→ **WHAT TO DO**
Please restate the records below verbatim, omitting every image they hold.

Start of MATERIAL FOR THIS TASK

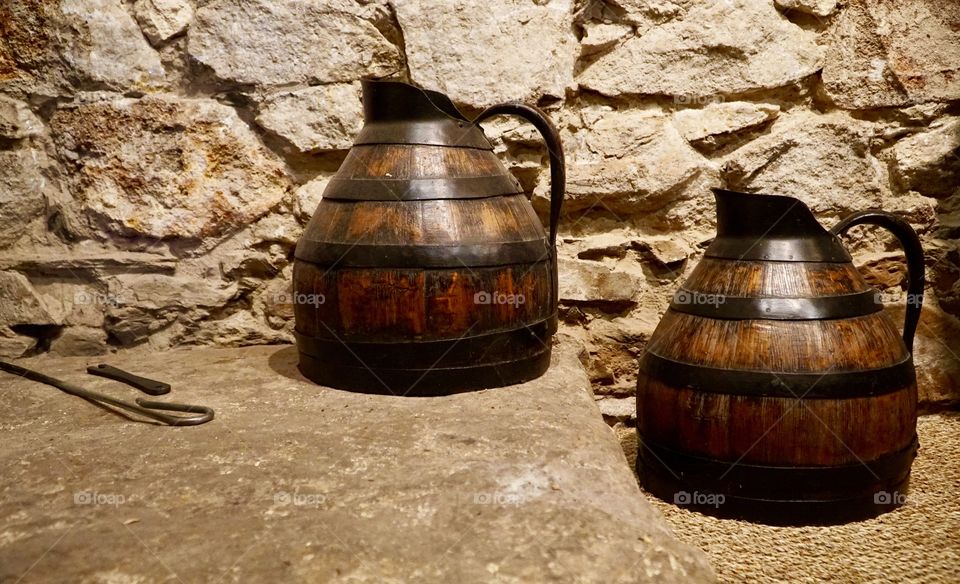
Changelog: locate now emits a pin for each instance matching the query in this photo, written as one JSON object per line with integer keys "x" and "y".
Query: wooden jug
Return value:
{"x": 775, "y": 386}
{"x": 425, "y": 270}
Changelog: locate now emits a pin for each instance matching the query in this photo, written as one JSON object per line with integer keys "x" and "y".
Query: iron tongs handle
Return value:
{"x": 910, "y": 242}
{"x": 142, "y": 407}
{"x": 142, "y": 383}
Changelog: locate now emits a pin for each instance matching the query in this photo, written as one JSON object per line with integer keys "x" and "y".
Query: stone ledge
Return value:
{"x": 296, "y": 482}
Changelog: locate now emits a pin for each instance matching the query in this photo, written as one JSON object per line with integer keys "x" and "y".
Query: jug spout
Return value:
{"x": 395, "y": 112}
{"x": 772, "y": 228}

End of MATERIAL FOR THIS TASK

→ **RESPONSE FOR THIS EXERCISE**
Changelog: locate now emits a pin for each instance matching the query in this photo, written as one JSON object per line with integer keys "x" and "y".
Query: wooden jug
Return value:
{"x": 775, "y": 386}
{"x": 425, "y": 270}
Changelog: locate now emits a pin for each instance matching the query in this photo, written as one JSON object per line with integer keys "x" and "y".
Query: iron tongs handle
Return value:
{"x": 910, "y": 242}
{"x": 142, "y": 407}
{"x": 142, "y": 383}
Changelog: locate now emits a pin for each instance matching the query in this photo, written as one JSON object per line with integer keys "x" and "y".
Query: stone ledge
Return value:
{"x": 296, "y": 482}
Changelog: locate now emits a pin for each instance matching the query in this photo, written as one JSON object per line with integer keys "x" and "y".
Query: jug spout
Return value:
{"x": 395, "y": 112}
{"x": 772, "y": 228}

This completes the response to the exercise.